[ИСХОДНЫЙ ОТРЫВОК]
- - -

Художники были молоды и веселы. Ходили наблюдать толпу на гуляньях, случайно попадали в подвальный этаж на встречу Нового года в мещанской среде, выслеживали в окнах соседнего дома предмет для игры в романтическое приключение; заводили как бы знакомство издали и переписку через разносчиков апельсинов и иногда дурачились. Однажды Джогин, идя рядом с Потаниным, в момент, когда мимо с громом проезжала карета по модной улице, закричал: «Долой монархию! Да здравствует Лафайет!» Оглушительный стук колес о мостовую покрыл его слова, и никто из полицейских не подбежал к нему, чтобы прекратить сие безобразие. В другой раз Шишкин и Джогин во время белых ночей, когда взошедшее солнце освещало пустынные улицы, на глазах у Потанина вскарабкались на фонарный столб и тоже безнаказанно.
— Милый, — спустившись на землю, говорил, смеясь, Иван Иванович новому приятелю, — мы вот тебе расскажем, что мы проделывали в Москве во время крестного хода.
Все трое шли рядом по тротуару, и Иван Иванович продолжал:
— Толпа, представь, проходит в Кремль через Спасские ворота и так в них бывала стиснута, что мы, да простит нас Бог, подогнем, бывало, ноги и повиснем в воздухе. А как толпа вынесет из ворот, ставим ноги на землю да бежим в другие, соседние со Спасским, и снова — нырк в толпу. Да, брат, дурачились иногда. На то и молодость.
Потанин оживлялся, говорил с увлечением:
— Рассказывают, во время карнавала в Риме солидные немцы, ученые и профессора, так увлекутся общим весельем, что дурачатся, как дети, и назавтра сами удивляются тому, что проделывали вчера.
— Натура человеческая требует, чтобы иногда давать свободу игривому своему настроению, — добродушно замечал Шишкин.
— А вы все трое — чистые пейзажисты? — спросил Потанин. — И оттого не пишете фигур?
— Отчего же, — отвечал Шишкин, — я хотя и избегаю фигур на своих пейзажах, но не всегда.
— А когда пишете, о чем думаете?

- - -

[ФРАГМЕНТ СПИСКА]
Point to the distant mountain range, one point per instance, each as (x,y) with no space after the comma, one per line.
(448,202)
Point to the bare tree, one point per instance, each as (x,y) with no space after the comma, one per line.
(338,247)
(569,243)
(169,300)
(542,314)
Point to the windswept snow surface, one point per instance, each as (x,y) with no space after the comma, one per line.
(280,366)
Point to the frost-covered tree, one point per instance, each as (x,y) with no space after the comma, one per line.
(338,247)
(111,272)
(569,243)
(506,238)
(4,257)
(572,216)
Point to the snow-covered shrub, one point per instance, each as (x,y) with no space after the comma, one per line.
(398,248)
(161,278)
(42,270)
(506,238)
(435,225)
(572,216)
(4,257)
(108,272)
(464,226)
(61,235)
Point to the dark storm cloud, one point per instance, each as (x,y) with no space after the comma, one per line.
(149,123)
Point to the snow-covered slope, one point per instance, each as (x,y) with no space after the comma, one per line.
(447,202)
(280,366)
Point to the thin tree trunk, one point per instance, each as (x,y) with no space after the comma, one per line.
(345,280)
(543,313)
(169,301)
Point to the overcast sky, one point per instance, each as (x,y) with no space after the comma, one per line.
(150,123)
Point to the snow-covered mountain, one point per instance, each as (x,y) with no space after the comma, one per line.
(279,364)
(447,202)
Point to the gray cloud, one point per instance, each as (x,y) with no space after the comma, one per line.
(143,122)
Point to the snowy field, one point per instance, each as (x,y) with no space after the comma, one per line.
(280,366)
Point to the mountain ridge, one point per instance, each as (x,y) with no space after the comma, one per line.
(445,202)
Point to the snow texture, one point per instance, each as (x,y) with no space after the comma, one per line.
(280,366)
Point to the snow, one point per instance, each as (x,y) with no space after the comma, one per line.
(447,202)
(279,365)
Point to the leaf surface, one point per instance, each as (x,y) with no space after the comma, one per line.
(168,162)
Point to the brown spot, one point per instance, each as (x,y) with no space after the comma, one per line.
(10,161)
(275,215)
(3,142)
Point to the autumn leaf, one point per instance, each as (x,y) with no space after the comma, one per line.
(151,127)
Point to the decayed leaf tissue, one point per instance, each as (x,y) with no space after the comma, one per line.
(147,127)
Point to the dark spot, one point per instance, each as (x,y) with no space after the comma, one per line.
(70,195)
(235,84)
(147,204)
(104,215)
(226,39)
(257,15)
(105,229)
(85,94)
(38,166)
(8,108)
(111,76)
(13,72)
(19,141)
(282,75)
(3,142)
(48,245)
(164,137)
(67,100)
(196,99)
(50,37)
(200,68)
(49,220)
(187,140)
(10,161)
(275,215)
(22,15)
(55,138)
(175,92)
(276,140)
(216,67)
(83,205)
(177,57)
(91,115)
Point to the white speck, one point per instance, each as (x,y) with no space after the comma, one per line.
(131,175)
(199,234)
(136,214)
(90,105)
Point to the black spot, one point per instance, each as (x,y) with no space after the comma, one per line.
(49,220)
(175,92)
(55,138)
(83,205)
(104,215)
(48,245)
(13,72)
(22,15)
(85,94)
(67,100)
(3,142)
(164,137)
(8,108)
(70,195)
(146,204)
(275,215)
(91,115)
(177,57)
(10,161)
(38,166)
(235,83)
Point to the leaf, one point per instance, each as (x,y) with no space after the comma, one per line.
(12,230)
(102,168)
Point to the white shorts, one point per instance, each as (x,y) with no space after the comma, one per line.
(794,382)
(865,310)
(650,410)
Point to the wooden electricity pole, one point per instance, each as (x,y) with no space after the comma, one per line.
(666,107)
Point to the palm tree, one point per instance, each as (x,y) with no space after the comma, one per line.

- - -

[СПИСОК ЗАДАНИЙ]
1. На что, судя по отрывку о художниках, Шишкин и Джогин залезли во время белых ночей?
2. Измените часть отрывка о художниках: перепишите всё от «Потанин оживлялся, говорил» и до «но не всегда.», поставив «в Венеции» вместо «в Риме».
3. Допишите, что идёт дальше в отрывке о художниках после последней фразы.

[ОЖИДАЕМЫЕ ОТВЕТЫ]
1. На фонарный столб.

2.
Потанин оживлялся, говорил с увлечением:
— Рассказывают, во время карнавала в Венеции солидные немцы, ученые и профессора, так увлекутся общим весельем, что дурачатся, как дети, и назавтра сами удивляются тому, что проделывали вчера.
— Натура человеческая требует, чтобы иногда давать свободу игривому своему настроению, — добродушно замечал Шишкин.
— А вы все трое — чистые пейзажисты? — спросил Потанин. — И оттого не пишете фигур?
— Отчего же, — отвечал Шишкин, — я хотя и избегаю фигур на своих пейзажах, но не всегда.

3.
— О разном. Я, брат, все в голове держу. И лес, и людей И как люди ходят, и как лес шумит, и как ворона летит. А видел, как она по земле идет? О, гляди, — и он удачно принялся передавать ее походку; расставив ноги, Иван Иванович шагнул сначала одной ногой вперед, потом другой, а потом, не сгибая ног, сделал прыжок траверсом вбок. — А вот как татарская телега едет? — поглядывая на хохочущих друзей, довольных увиденным, произнес он и изобразил едущую, рассыпающуюся татарскую телегу. И вот уже друзья явно видели: то левые колеса идут на сторону влево, а правые направо, то все четыре колеса — на одну сторону; воображая себя татарской телегой, он поднимал руки и делал из них то букву Л, то римскую V.
Побывал Потанин и в мастерской Шишкина, понаблюдал за работой. «Когда он писал какое-нибудь нутро лесной северной трущобы, выходившей на картине безмолвной, лишенной живых существ, в это же самое время в памяти его рисовалась не пустыня, а лес, оживленный жизнью. В нем пролетали и кричали птицы и раздавался звериный рев. Когда в это время его заставал за работой какой-нибудь гость, он увлекался рассказом, как в написанной им трущобе, по тропинке, проложенной художником между стволами деревьев, бродит крестьянин со старомодным ружьишком, промышляющий рябчиков, посматривающий на ветки и постреливающий. Иногда из этого воображаемого художником мира какая-нибудь фигура переселится и на картину; на каком-нибудь высунувшемся из земли корне сосны он посадит ворону».
Неискушенный в живописи сибиряк, посещая с новыми товарищами выставки картин, удивлялся совершенству техники. Лист водяного лопуха, затонувший в воде, фарфоровое блюдечко, через которое просвечивает солнце, — все это казалось ему живой действительностью, а не сочетанием красок на полотне.
«Я не представлял себе, что искусство может подняться до такого совершенства, — вспоминая прошедшие годы, писал он на склоне лет и следом приводил любопытный штрих, который позволяет нам увидеть отношение молодых художников к живописи: — Я… смотрел на ожившие полотна, как на чудеса, по друзья удержали меня от увлечения этими успехами техники; они невысоко ставили преодоление технических трудностей: в особенности они отрицательно относились к произведениям, если не путаю фамилию художника Шустова (в данном случае память изменила Григорию Николаевичу, речь идет о художнике Угрюмове. —
Они научили меня искать в картине настроение. Иллюстрациями к их проповеди послужили для меня в первый же год моего пребывания в Петербурге, во-первых, выставка русского художника Лагорио, только что вернувшегося из Италии, и, во-вторых, выставка немецких художников».